What is being asked:
Write what comes next in the passage on YOLO anchor boxes and loss functions, starting after its final sentence.

## START Source passage

Anchor boxes are typically chosen by running k-means clustering on the training dataset's ground truth bounding box dimensions. For YOLOv5 and YOLOv8, anchors are automatically computed during training based on the data's bounding box shapes. The number of anchors per grid cell is usually 3 or 5.
During inference, each predicted bounding box is the anchor box scaled by the model's output. The final box is represented as (center_x, center_y, width, height) relative to the grid cell.
Loss Function: What YOLO Actually Minimizes
YOLO's loss function is a multi-part objective that balances localization, confidence, and classification. The original YOLO paper used sum-squared error, but modern versions (YOLOv3+) use a combination of: - Localization loss: measures the error in bounding box coordinates. Typically CloU or GIoU loss that captures overlap, distance, and aspect ratio. - Confidence loss: binary cross-entropy (BCE) for whether an object exists in the box. Positive samples are predicted boxes that match a ground truth (highest IoU), negative samples are those with low IoU. - Classification loss: BCE for each class (multi-label) — the model can predict multiple classes per box?
The loss is weighted to prioritize localization and classification over confidence. Modern YOLO implementations assign one positive anchor per ground truth (based on IoU threshold) and ignore anchors with intermediate IoU to reduce noise.
Class imbalance is handled using focal loss-like weighting: the confidence loss down-weights easy negatives.
- Box loss punishes misaligned boxes — it's the most weighted part of the loss.
- Confidence loss asks: 'Are you sure an object is here?' — easy negatives are down-weighted.
- Classification loss treats each class independently (multi-label) because a cell can only predict one class per box.
- The weight ratios (e.g., box:conf:cls = 0.05:1.0:0.5 in original YOLO) are critical and dataset-specific.

## END Source passage
## START Rows

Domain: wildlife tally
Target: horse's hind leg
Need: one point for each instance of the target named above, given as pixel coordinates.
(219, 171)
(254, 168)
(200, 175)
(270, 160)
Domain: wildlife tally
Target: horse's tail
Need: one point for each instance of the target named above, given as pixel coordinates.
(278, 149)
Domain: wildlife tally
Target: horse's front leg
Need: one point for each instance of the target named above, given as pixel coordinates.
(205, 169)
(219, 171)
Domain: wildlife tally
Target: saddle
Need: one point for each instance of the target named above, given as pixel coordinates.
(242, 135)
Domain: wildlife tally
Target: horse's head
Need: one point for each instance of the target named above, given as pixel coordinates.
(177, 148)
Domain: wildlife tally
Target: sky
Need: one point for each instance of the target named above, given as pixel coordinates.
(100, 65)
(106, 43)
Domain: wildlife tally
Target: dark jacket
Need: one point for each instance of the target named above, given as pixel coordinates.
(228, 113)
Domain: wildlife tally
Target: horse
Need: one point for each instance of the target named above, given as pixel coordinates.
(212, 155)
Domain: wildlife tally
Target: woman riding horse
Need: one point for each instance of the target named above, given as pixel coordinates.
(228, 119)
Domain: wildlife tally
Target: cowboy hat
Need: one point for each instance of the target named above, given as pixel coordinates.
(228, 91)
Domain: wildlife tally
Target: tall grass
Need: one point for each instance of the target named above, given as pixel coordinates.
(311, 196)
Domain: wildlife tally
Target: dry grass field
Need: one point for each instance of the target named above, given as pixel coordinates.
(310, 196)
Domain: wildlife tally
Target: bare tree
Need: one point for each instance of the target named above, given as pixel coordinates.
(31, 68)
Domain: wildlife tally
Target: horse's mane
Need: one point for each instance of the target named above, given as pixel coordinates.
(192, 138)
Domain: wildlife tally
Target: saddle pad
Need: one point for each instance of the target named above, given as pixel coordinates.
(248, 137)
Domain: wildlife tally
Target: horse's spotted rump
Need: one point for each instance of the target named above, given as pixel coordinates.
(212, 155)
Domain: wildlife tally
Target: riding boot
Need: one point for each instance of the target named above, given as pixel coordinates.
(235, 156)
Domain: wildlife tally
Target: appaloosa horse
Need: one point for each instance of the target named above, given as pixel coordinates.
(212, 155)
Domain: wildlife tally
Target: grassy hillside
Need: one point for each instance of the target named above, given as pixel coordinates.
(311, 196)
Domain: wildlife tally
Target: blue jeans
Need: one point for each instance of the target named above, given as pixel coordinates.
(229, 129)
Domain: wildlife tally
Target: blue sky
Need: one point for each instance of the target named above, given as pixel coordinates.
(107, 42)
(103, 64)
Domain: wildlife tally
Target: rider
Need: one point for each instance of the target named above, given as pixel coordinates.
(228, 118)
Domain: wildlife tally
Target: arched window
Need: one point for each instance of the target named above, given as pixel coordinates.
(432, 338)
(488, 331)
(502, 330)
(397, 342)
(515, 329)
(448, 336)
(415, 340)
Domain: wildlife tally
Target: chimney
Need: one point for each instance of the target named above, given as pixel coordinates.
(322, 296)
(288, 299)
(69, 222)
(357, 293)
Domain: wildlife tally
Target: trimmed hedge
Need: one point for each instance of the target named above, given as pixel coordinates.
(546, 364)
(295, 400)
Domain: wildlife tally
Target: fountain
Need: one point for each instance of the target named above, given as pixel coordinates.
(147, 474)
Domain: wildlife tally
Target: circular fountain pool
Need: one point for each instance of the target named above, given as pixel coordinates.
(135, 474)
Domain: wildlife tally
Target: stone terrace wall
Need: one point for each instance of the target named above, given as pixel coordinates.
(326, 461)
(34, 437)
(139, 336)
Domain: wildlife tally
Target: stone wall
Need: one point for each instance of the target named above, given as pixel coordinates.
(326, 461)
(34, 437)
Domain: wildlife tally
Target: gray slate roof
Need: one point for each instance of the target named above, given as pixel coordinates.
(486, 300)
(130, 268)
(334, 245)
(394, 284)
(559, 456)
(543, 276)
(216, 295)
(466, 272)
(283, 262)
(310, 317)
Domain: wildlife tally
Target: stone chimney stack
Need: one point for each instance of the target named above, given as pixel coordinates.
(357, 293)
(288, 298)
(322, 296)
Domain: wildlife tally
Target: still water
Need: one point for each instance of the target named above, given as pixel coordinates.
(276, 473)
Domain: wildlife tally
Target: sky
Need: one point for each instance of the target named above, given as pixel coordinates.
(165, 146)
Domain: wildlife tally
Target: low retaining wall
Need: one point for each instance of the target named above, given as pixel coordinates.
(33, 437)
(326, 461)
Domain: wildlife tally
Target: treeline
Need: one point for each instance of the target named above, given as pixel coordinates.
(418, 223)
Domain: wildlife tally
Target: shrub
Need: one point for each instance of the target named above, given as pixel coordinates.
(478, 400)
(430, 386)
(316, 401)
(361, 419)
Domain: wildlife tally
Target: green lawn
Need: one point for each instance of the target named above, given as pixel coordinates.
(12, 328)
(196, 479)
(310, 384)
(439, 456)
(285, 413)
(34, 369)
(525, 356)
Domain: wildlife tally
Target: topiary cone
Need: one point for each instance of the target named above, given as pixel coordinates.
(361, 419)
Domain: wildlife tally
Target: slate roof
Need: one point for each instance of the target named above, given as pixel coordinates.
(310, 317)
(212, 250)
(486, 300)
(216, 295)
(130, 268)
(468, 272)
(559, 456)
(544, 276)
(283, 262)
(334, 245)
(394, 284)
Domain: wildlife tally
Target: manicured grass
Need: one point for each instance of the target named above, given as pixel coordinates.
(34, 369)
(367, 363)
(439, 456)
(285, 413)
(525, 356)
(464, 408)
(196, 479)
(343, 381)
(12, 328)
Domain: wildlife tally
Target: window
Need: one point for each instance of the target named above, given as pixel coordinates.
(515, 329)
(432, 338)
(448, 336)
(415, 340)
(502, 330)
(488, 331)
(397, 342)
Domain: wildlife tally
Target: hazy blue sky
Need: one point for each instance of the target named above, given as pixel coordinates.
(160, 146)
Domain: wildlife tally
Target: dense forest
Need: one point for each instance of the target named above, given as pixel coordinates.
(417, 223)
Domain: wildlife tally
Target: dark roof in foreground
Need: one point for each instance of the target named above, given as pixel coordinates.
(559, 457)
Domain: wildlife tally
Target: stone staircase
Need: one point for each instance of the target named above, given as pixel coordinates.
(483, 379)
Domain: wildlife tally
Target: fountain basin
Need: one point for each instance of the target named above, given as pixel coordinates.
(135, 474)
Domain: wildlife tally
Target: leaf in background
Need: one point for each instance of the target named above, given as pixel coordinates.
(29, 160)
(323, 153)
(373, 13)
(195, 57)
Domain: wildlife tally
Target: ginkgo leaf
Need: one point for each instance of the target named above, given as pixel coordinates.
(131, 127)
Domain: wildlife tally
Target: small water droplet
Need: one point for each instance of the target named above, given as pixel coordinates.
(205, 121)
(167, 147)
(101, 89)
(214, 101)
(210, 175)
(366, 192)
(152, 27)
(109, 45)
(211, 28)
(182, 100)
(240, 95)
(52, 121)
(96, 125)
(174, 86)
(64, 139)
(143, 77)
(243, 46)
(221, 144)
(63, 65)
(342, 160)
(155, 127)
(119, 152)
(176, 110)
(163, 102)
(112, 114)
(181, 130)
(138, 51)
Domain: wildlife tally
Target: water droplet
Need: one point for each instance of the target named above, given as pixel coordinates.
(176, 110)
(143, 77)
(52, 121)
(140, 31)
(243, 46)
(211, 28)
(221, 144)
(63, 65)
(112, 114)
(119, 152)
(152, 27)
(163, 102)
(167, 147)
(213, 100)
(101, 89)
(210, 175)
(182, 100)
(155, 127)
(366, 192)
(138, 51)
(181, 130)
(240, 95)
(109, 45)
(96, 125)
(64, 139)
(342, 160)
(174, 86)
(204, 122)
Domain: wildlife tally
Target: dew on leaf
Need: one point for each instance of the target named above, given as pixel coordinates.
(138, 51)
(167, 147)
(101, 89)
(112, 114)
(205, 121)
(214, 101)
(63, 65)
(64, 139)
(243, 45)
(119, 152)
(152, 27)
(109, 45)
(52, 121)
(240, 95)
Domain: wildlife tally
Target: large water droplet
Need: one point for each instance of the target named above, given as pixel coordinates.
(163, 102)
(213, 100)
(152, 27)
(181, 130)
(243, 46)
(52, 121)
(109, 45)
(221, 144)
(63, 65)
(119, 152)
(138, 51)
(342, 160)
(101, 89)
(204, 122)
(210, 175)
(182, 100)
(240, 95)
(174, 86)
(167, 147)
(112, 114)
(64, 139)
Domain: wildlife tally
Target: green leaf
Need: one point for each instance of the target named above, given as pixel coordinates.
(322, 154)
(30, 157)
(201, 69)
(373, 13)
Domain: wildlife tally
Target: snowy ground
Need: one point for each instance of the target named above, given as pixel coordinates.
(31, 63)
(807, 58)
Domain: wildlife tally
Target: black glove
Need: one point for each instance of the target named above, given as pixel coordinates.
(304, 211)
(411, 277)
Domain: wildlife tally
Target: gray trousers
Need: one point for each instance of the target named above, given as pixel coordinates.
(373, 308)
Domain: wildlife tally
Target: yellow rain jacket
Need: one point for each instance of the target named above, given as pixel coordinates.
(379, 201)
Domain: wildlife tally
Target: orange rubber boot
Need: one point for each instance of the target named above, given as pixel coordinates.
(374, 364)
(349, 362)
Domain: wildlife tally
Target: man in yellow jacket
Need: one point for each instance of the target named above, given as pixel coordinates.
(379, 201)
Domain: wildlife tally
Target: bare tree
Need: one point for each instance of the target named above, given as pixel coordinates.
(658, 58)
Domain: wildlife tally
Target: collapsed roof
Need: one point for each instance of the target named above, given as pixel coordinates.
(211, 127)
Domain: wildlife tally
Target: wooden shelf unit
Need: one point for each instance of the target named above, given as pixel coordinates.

## END Rows

Written answer:
How to Read mAP: Precision-Recall Curves and IoU Thresholds
Mean Average Precision (mAP) is the de facto metric for object detection. It summarizes the precision-recall trade-off across all classes and IoU thresholds. Understanding how to read mAP is essential for debugging model performance and making deployment decisions.
Precision-Recall Curves: For each class, the model's detections are ranked by confidence. As you lower the confidence threshold, more detections are considered, increasing recall but potentially decreasing precision. The precision-recall curve plots precision at each recall level. Average Precision (AP) is the area under this curve (AUC). mAP is the mean of AP across all classes.
IoU Thresholds: A detection is considered a true positive only if its Intersection over Union (IoU) with a ground truth box exceeds a threshold. The COCO evaluation uses 10 IoU thresholds from 0.50 to 0.95 at 0.05 increments. mAP@0.5 uses IoU=0.5 (lenient), while mAP@0.5:0.95 averages across all thresholds (more stringent). For production, mAP@0.5 is often used for coarse localization, but mAP@0.75 or mAP@0.5:0.95 better reflect precise box fitting.
How to interpret: A higher mAP@0.5:0.95 indicates the model can both detect objects and draw tight boxes. If mAP@0.5 is high but mAP@0.5:0.95 is low, the model detects objects but boxes are poorly aligned — a common sign of anchor mismatch or resolution issues.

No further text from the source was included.